Segmentation mask data:
============================================================
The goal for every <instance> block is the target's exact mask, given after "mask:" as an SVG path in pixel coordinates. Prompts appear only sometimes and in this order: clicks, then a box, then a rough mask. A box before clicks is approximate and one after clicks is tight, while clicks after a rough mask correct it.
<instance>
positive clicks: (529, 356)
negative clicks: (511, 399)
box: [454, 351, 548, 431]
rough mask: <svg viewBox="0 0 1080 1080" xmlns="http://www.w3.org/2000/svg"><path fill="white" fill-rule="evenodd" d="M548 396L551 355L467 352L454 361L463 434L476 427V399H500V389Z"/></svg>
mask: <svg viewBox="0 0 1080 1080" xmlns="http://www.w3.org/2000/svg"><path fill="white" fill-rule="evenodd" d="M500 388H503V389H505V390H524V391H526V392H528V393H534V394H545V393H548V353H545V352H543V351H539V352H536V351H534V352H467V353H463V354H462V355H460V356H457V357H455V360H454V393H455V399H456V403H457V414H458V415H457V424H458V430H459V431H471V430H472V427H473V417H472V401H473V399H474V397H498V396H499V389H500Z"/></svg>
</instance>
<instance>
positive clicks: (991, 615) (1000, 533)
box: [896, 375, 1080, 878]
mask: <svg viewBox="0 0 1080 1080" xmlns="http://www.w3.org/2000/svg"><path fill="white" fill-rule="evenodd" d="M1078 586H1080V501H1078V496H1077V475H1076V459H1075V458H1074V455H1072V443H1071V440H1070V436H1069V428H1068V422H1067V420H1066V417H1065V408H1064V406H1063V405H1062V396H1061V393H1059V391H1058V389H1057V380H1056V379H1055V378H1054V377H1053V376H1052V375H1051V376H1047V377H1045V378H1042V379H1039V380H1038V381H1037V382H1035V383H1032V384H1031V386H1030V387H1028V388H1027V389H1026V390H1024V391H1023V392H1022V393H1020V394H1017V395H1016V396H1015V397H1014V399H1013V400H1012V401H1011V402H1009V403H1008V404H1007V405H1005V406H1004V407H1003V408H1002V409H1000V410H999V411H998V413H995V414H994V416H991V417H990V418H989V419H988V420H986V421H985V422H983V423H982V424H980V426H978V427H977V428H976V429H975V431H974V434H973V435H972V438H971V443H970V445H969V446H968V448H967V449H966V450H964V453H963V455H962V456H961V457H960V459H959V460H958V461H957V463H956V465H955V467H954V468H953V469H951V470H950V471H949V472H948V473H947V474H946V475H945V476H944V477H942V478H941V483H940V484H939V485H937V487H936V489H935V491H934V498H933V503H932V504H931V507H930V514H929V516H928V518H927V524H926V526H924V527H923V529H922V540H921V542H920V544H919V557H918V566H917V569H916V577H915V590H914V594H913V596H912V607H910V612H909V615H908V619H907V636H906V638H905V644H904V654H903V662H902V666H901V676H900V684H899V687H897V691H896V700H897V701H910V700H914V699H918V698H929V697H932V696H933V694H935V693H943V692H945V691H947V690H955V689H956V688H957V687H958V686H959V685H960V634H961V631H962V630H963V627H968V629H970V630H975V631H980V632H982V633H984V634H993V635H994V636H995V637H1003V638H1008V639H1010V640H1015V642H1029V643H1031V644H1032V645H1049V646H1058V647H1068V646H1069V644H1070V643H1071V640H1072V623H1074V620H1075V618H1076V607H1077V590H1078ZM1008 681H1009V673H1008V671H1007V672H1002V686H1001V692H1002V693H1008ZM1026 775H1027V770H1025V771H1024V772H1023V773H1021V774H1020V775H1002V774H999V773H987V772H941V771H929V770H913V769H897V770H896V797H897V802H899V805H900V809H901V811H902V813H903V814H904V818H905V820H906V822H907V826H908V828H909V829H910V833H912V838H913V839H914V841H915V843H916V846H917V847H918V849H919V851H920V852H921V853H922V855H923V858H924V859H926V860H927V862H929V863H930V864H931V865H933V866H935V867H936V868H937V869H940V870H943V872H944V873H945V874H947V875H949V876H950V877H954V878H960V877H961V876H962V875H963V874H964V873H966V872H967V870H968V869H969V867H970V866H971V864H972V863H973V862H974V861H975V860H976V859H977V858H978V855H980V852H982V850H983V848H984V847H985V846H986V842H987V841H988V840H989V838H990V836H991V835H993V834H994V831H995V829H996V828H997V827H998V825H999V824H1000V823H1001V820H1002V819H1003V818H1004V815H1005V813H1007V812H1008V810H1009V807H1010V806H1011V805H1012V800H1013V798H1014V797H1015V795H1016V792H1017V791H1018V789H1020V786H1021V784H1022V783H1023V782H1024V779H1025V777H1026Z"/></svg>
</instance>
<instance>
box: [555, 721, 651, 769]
============================================================
Determine how many lines in the data above include the word "positive", and state that number only.

2